Work to complete — Reproduce every one of the lines below verbatim, keeping their original order.
---*---
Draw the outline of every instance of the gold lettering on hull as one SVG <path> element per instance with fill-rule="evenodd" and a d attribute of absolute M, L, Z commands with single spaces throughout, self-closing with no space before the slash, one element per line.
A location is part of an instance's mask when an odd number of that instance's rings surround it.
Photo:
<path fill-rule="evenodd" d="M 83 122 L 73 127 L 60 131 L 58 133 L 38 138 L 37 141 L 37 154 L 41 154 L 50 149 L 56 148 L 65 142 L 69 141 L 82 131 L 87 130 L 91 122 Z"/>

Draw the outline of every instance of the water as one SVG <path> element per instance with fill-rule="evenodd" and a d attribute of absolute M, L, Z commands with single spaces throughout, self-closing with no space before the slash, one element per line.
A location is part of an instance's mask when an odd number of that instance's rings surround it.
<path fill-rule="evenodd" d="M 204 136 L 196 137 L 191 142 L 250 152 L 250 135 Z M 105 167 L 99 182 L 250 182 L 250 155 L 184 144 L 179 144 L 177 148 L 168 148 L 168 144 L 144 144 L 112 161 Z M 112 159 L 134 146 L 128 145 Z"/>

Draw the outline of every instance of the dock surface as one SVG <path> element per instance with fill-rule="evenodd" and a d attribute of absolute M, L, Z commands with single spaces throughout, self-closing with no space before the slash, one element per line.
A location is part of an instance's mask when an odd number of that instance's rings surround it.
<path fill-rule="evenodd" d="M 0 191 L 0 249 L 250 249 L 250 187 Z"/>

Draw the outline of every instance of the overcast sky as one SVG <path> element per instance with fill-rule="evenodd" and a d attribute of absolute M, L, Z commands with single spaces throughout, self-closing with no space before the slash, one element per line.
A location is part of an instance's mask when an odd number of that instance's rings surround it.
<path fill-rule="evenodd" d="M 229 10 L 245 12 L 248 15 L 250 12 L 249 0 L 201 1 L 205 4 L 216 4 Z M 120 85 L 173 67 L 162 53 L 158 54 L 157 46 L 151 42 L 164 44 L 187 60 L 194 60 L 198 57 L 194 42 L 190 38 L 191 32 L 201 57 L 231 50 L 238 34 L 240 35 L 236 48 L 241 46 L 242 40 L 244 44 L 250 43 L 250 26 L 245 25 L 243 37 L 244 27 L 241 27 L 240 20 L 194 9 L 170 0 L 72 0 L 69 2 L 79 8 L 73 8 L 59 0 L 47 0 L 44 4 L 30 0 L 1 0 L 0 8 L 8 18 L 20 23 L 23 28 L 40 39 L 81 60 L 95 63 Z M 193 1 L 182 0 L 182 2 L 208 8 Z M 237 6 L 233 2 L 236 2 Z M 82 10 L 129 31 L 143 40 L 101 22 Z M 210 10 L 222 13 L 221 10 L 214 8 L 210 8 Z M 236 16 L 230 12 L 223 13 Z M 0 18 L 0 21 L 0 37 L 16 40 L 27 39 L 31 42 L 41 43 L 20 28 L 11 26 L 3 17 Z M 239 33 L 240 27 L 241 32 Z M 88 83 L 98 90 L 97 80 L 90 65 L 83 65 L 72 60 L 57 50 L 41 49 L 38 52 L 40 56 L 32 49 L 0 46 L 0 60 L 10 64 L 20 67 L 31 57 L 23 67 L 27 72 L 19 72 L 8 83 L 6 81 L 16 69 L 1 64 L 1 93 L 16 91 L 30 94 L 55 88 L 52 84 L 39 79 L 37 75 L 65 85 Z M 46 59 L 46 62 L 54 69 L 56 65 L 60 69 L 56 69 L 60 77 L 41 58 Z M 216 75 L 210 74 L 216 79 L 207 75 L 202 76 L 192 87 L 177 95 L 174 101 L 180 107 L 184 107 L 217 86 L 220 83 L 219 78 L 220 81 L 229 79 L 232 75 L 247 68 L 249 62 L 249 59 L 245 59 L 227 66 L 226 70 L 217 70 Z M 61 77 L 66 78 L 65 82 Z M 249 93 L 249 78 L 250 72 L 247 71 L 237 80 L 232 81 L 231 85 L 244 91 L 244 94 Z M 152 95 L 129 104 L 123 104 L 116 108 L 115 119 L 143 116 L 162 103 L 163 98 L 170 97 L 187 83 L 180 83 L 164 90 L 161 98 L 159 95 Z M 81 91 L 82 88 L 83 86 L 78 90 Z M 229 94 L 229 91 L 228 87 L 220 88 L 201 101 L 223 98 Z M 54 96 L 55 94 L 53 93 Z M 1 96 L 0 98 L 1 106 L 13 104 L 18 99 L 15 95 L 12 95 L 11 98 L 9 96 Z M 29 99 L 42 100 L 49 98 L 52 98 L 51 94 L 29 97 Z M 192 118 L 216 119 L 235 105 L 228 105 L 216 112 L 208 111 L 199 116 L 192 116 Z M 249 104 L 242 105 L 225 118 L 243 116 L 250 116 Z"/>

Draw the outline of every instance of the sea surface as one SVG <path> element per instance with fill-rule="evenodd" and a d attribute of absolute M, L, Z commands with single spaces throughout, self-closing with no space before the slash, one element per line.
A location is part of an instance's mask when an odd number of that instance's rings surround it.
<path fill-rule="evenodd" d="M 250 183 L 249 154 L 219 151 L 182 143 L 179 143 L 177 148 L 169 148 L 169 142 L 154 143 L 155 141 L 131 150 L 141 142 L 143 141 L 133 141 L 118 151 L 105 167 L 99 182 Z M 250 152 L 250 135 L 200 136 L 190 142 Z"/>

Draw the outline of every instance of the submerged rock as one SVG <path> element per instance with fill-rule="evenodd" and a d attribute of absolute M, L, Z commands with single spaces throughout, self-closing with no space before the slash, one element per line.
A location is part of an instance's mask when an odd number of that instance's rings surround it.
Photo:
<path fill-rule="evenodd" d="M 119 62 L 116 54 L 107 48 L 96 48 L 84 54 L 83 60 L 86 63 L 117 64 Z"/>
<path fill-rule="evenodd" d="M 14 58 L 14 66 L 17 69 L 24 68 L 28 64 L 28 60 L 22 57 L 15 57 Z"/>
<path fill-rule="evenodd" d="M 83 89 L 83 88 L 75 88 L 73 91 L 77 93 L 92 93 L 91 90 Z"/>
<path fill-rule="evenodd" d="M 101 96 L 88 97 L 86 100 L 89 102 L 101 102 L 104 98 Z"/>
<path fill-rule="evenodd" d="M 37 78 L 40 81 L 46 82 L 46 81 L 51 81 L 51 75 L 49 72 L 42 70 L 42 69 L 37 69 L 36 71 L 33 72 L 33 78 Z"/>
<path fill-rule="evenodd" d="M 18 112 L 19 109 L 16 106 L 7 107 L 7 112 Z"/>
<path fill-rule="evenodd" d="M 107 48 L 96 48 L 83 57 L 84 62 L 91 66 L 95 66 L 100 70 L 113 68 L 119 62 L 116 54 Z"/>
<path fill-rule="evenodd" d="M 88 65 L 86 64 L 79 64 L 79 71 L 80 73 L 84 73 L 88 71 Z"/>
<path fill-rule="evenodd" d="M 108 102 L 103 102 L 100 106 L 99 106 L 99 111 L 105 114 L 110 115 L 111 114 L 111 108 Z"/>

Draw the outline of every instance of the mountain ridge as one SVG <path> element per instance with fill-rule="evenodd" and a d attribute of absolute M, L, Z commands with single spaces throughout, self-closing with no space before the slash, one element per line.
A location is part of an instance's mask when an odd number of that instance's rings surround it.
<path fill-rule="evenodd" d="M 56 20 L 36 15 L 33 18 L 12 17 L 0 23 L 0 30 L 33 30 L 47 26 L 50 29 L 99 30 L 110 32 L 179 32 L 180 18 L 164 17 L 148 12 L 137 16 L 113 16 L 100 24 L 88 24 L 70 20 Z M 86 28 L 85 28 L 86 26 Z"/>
---*---
The response —
Draw the outline of every instance of the gold lettering on hull as one SVG <path> element per instance with fill-rule="evenodd" and a d attribute of absolute M, L, Z commands with single spaces throughout, self-closing with no space before the slash, one element per line.
A location is part of an instance's mask when an odd number of that instance's rings surround it.
Photo:
<path fill-rule="evenodd" d="M 83 122 L 73 127 L 60 131 L 58 133 L 38 138 L 37 141 L 37 154 L 41 154 L 50 149 L 56 148 L 65 142 L 69 141 L 82 131 L 87 130 L 91 122 Z"/>

Draw the outline of every instance of the water as one SVG <path> element per instance with fill-rule="evenodd" and a d attribute of absolute M, L, Z commands with single spaces throughout, self-closing with no space before the slash, one element per line.
A location is part of an instance's mask when an odd number of that instance's rings surround it.
<path fill-rule="evenodd" d="M 204 136 L 196 137 L 191 142 L 250 152 L 250 135 Z M 105 167 L 99 182 L 250 182 L 250 155 L 184 144 L 179 144 L 177 148 L 168 148 L 168 144 L 144 144 L 112 161 Z M 112 159 L 134 146 L 128 145 Z"/>

Draw the outline of every instance of the dock surface as one SVG <path> element per instance with fill-rule="evenodd" and a d attribute of absolute M, L, Z commands with single spaces throughout, self-closing with no space before the slash, one element per line.
A location is part of an instance's mask when an odd number of that instance's rings surround it.
<path fill-rule="evenodd" d="M 0 191 L 0 249 L 250 249 L 250 187 Z"/>

Draw the outline of every instance of the overcast sky as one SVG <path> element per instance with fill-rule="evenodd" and a d attribute of absolute M, L, Z commands with single spaces throughout, self-closing with no space before the slash, one element per line.
A location is part of an instance's mask when an odd number of that instance's rings surround it.
<path fill-rule="evenodd" d="M 229 10 L 245 12 L 248 15 L 250 12 L 249 0 L 201 1 L 205 4 L 216 4 Z M 120 85 L 173 67 L 162 53 L 158 54 L 157 46 L 151 42 L 164 44 L 187 60 L 194 60 L 198 57 L 194 42 L 190 38 L 191 32 L 201 57 L 231 50 L 238 34 L 240 35 L 236 48 L 241 46 L 242 40 L 244 44 L 250 43 L 250 26 L 245 25 L 243 37 L 244 27 L 241 27 L 240 20 L 194 9 L 170 0 L 72 0 L 69 2 L 79 8 L 73 8 L 59 0 L 47 0 L 44 4 L 30 0 L 1 0 L 0 8 L 8 18 L 20 23 L 23 28 L 40 39 L 81 60 L 95 63 Z M 193 1 L 182 0 L 182 2 L 208 8 Z M 237 6 L 233 2 L 236 2 Z M 82 10 L 129 31 L 143 40 L 101 22 Z M 210 10 L 222 13 L 221 10 L 214 8 L 210 8 Z M 236 16 L 230 12 L 223 13 Z M 0 18 L 0 21 L 0 37 L 16 40 L 27 39 L 31 42 L 41 43 L 20 28 L 11 26 L 3 17 Z M 239 33 L 240 27 L 241 32 Z M 88 83 L 98 90 L 97 80 L 90 65 L 83 65 L 72 60 L 57 50 L 41 49 L 38 52 L 40 56 L 32 49 L 0 46 L 0 60 L 10 64 L 20 67 L 31 57 L 23 67 L 27 72 L 19 72 L 8 83 L 6 81 L 16 69 L 1 64 L 1 93 L 16 91 L 30 94 L 55 88 L 52 84 L 39 79 L 37 75 L 65 85 Z M 46 59 L 46 62 L 54 69 L 56 65 L 60 69 L 56 69 L 60 77 L 41 58 Z M 216 75 L 210 74 L 216 79 L 207 75 L 202 76 L 192 87 L 177 95 L 174 101 L 180 107 L 184 107 L 217 86 L 220 83 L 219 78 L 220 81 L 229 79 L 232 75 L 247 68 L 249 62 L 249 59 L 245 59 L 227 66 L 226 70 L 217 70 Z M 61 77 L 66 78 L 65 82 Z M 249 93 L 249 78 L 250 72 L 247 71 L 237 80 L 232 81 L 231 85 L 244 91 L 244 94 Z M 152 95 L 129 104 L 123 104 L 116 108 L 115 119 L 143 116 L 162 103 L 163 98 L 170 97 L 187 83 L 180 83 L 164 90 L 161 98 L 159 95 Z M 81 91 L 82 88 L 83 86 L 78 90 Z M 229 94 L 229 91 L 228 87 L 220 88 L 201 101 L 223 98 Z M 54 96 L 55 94 L 53 93 Z M 1 96 L 0 98 L 1 106 L 13 104 L 18 99 L 15 95 L 12 95 L 11 98 L 9 96 Z M 29 99 L 42 100 L 49 98 L 52 98 L 51 94 L 29 97 Z M 192 118 L 216 119 L 235 105 L 228 105 L 216 112 L 208 111 L 199 116 L 192 116 Z M 249 104 L 242 105 L 225 118 L 243 116 L 250 116 Z"/>

Draw the outline of every instance of the sea surface as one SVG <path> element per instance with fill-rule="evenodd" and a d attribute of absolute M, L, Z commands with single spaces throughout, self-closing with no space before the slash, one element per line.
A location is part of an instance's mask when an odd number of that instance's rings surround it.
<path fill-rule="evenodd" d="M 250 183 L 249 154 L 219 151 L 182 143 L 179 143 L 177 148 L 169 148 L 169 142 L 154 143 L 155 141 L 131 150 L 141 142 L 143 141 L 133 141 L 118 151 L 105 167 L 99 182 Z M 250 152 L 250 135 L 200 136 L 190 142 Z"/>

Draw the outline of every instance of the submerged rock as one SVG <path> element per instance with fill-rule="evenodd" and a d attribute of absolute M, L, Z commands with single spaces throughout, self-closing with no space before the slash, one element per line.
A location is part of an instance's mask when an odd number of that instance's rings surround it.
Photo:
<path fill-rule="evenodd" d="M 119 62 L 116 54 L 107 48 L 96 48 L 84 54 L 83 60 L 86 63 L 117 64 Z"/>
<path fill-rule="evenodd" d="M 14 58 L 14 66 L 17 69 L 24 68 L 28 64 L 28 60 L 22 57 L 15 57 Z"/>
<path fill-rule="evenodd" d="M 83 89 L 83 88 L 75 88 L 73 91 L 77 93 L 92 93 L 91 90 Z"/>
<path fill-rule="evenodd" d="M 101 96 L 88 97 L 86 100 L 89 102 L 101 102 L 104 98 Z"/>
<path fill-rule="evenodd" d="M 37 78 L 40 81 L 46 82 L 46 81 L 51 81 L 51 75 L 49 72 L 42 70 L 42 69 L 37 69 L 36 71 L 33 72 L 33 78 Z"/>
<path fill-rule="evenodd" d="M 18 112 L 19 109 L 16 106 L 7 107 L 7 112 Z"/>
<path fill-rule="evenodd" d="M 107 48 L 96 48 L 83 57 L 84 62 L 91 66 L 95 66 L 100 70 L 113 68 L 119 62 L 116 54 Z"/>
<path fill-rule="evenodd" d="M 88 65 L 86 64 L 79 64 L 79 71 L 80 73 L 84 73 L 88 71 Z"/>
<path fill-rule="evenodd" d="M 108 102 L 103 102 L 100 106 L 99 106 L 99 111 L 105 114 L 110 115 L 111 114 L 111 108 Z"/>

Draw the outline of every instance of the mountain ridge as one SVG <path> element per instance with fill-rule="evenodd" and a d attribute of absolute M, L, Z commands with single spaces throughout, self-closing with no space before the slash, one element per line.
A location is part of an instance's mask when an odd number of that instance's rings surround it.
<path fill-rule="evenodd" d="M 56 20 L 36 15 L 33 18 L 12 17 L 0 23 L 0 30 L 33 30 L 47 26 L 50 29 L 99 30 L 110 32 L 179 32 L 180 18 L 164 17 L 148 12 L 137 16 L 113 16 L 100 24 L 88 24 L 70 20 Z M 86 28 L 85 28 L 86 26 Z"/>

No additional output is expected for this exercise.